── TEXTO EM EXCERTO ──

O funcionário, com quem tinha uma relação profissional amigável desde quando eu assumi o cargo, em 2016, bateu à porta e pediu para usar o espaço também, ao que permiti a sua entrada, como já aconteceu outras vezes. Aproveitando o momento de descanso, o funcionário se pôs a chupar e lamber a dobra entre meu braço e antebraço esquerdo no momento que me encontrava no colchão superior do beliche, usando meu notebook, até o momento em que o recriminei e o afastei, e ele sair como se nada houvesse acontecido.
Destaco aqui que, na Coordenação Regional de Polícia Técnica (CRPT) de Brumado, há um único alojamento para o uso de todos, de ambos os sexos. Inclusive, a única copa/cozinha disponível na CRPT/Brumado fica dentro do referido alojamento, a qual é utilizada, indistintamente, por todas e todos – funcionários terceirizados, servidores e estagiários. É oportuno destacar que o alojamento na CRPT/Brumado não é usado apenas para descanso, mas como abrigo para os servidores plantonistas que não residem na cidade.

───
── REGISTROS ──

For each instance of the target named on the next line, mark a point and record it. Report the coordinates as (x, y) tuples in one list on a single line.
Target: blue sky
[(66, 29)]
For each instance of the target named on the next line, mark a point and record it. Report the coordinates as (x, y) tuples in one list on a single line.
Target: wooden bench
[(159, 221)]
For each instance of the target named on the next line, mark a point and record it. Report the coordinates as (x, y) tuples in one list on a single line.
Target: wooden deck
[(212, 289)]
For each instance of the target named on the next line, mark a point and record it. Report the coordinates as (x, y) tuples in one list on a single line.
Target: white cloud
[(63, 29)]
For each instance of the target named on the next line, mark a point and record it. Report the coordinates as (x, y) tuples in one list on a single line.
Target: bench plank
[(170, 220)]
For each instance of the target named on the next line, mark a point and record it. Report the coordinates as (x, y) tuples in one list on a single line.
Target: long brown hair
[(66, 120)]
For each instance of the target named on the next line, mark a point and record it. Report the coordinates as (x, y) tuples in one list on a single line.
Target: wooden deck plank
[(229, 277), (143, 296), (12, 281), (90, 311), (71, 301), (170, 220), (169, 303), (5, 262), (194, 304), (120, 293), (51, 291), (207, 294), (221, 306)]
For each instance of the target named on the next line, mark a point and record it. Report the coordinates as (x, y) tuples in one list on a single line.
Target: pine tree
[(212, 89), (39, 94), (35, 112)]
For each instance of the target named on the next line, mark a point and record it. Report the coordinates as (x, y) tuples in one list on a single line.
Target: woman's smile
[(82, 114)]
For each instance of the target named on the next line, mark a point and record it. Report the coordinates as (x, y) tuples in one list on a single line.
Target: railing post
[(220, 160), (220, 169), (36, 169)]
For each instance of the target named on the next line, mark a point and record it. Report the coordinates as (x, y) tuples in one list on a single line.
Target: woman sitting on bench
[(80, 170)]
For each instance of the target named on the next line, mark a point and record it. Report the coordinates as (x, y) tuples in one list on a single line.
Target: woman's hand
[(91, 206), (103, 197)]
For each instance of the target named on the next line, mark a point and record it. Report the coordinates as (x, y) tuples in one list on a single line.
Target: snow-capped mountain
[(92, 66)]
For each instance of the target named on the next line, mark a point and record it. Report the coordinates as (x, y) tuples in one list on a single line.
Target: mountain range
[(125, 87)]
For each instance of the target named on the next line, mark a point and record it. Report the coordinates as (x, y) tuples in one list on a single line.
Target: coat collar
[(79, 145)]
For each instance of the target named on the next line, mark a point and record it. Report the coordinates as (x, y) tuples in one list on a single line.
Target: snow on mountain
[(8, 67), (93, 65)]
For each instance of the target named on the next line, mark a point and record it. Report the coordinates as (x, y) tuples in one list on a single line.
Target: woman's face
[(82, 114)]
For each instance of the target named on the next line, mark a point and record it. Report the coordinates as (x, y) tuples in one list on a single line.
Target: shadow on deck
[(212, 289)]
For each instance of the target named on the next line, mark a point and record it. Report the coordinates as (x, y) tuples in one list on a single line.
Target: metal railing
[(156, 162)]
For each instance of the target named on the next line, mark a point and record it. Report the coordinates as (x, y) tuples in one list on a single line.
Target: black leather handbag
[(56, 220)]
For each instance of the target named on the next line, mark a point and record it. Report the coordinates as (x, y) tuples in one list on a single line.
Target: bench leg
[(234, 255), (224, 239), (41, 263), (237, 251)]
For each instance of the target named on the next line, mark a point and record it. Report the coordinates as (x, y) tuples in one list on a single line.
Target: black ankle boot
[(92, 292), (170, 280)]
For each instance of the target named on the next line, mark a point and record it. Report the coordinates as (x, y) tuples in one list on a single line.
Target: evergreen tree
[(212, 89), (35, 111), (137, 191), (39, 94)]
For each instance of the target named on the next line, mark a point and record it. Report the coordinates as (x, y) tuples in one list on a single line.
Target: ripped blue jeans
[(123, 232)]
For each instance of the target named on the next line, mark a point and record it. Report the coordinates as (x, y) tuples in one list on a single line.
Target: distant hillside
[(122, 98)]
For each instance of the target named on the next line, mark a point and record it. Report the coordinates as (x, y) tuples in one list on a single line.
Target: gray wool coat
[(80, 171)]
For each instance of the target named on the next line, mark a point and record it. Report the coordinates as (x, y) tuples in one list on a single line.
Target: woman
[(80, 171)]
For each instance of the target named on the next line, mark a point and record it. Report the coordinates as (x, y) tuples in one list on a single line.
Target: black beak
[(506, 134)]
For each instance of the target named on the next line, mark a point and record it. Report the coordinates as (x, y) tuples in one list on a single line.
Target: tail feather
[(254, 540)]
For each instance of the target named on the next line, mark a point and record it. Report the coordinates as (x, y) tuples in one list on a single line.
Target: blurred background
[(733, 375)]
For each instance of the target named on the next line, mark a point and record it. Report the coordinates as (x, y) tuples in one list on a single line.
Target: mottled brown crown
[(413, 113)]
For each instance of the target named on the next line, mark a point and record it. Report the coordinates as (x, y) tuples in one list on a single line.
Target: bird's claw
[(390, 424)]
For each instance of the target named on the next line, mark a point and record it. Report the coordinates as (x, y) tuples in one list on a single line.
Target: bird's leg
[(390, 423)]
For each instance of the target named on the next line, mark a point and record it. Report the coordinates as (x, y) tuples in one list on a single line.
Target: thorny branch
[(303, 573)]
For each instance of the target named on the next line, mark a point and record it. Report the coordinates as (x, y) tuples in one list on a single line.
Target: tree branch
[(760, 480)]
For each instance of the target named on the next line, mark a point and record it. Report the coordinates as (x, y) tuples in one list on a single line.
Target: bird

───

__TAREFAS PROPOSTAS__
**A)** No relato sobre o alojamento da CRPT de Brumado, explique em uma a três frases por que o alojamento serve para mais do que o descanso.
**B)** Escreva a continuação do relato sobre o alojamento da CRPT de Brumado a partir da última frase.
Os registros não têm nenhuma relação com o que se pede aqui.

__RESPOSTAS DADAS__
**A)** O alojamento também funciona como abrigo para os servidores plantonistas que não moram na cidade. Além disso, a única copa/cozinha da CRPT/Brumado fica dentro dele, e por isso todos o utilizam: funcionários terceirizados, servidores e estagiários.

**B)**
Somente quando tive contato com o superior imediato, no dia 4 de janeiro, por eu não morar na cidade e retornar para casa assim que concluídos os plantões, formalizei a denúncia ao mesmo, por volta das 10h00, numa conversa particular em sua sala. O coordenador recebeu com surpresa e, contrariando o determinado na portaria 207 do ano de 2021 da Secretaria de Segurança Pública da Bahia, não deu imediato início ao processo de apuração, além de me dizer que pensasse sobre o que eu gostaria que ele fizesse com o meu agressor, já que a grave denúncia poderia resultar em demissão do mesmo. Eu saí para atender a uma ocorrência em seguida, mas, antes da saída, fiz um post no meu perfil do Instagram, sem relatar nomes ou cargos, sobre a dupla violência sofrida – a importunação e a revitimização por parte do estado. A partir daí, ao retornar à CRPT, no final do dia, recebi ligações de representantes dos sindicatos de policiais civis e dos peritos técnicos, que me acolheram prontamente.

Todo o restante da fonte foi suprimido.